Not a herb but an actual hormone — prescription-only in much of the world, and it can raise oestrogen as much as testosterone.
DHEA is sold as a 'natural' precursor hormone that the body turns into testosterone — marketed for anti-ageing, energy, libido and muscle. It is hugely popular in the United States, where it is sold over the counter as a supplement.
DHEA is not a herb or a vitamin — it is an actual hormone your adrenal glands make. That single fact changes everything. Selling it as a 'supplement' is largely a regulatory accident: in the US it was grandfathered in before tighter hormone rules, which is why it sits on shelves next to vitamin C. In much of Europe, including the UK, it is a prescription-only medicine. Same molecule, completely different legal status — a quirk of history, not science.
DHEA does convert to testosterone — but it also converts to oestrogen, and the direction is unpredictable and individual. In many men, especially those with more body fat (where the aromatase enzyme is more active), it raises oestrogen as much or more than testosterone, which can worsen the very balance people are trying to fix. Clear benefit shows up mainly in men with a genuine, blood-confirmed deficiency — often over 60. In younger men with normal levels, the evidence for muscle, strength or performance is weak to absent.

> _DATASET_
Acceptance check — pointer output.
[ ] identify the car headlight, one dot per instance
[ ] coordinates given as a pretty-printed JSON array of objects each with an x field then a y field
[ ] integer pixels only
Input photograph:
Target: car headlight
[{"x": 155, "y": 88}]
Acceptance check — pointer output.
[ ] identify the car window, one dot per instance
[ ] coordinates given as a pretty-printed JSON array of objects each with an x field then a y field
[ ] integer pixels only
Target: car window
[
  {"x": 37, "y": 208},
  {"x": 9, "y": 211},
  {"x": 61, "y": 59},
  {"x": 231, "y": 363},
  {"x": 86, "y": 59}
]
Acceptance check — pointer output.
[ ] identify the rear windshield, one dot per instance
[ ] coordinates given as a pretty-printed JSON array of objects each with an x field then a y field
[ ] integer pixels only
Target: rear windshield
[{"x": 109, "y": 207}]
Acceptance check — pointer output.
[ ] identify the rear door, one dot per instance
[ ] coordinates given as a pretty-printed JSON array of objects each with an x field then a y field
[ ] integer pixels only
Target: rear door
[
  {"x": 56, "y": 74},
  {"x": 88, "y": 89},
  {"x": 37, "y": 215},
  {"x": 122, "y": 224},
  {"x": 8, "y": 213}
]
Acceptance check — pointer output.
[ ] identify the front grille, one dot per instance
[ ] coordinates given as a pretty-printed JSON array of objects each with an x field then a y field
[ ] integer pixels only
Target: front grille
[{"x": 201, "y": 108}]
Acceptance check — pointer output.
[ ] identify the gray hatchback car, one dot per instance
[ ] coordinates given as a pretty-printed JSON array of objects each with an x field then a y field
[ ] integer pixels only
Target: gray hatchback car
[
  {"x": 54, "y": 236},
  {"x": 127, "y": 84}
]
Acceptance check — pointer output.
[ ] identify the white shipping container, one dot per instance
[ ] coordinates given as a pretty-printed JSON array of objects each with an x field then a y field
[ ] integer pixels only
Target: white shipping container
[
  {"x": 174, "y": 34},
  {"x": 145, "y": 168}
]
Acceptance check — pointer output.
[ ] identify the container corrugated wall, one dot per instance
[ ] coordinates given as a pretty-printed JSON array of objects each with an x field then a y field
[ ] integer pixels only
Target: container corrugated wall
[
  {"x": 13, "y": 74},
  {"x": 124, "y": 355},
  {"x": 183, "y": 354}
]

> _WHAT THE TASK ASKS_
According to the passage on DHEA, what is its legal status in the UK? The material comes from a different source than the text.

> _EXERCISE RESPONSE_
It is a prescription-only medicine.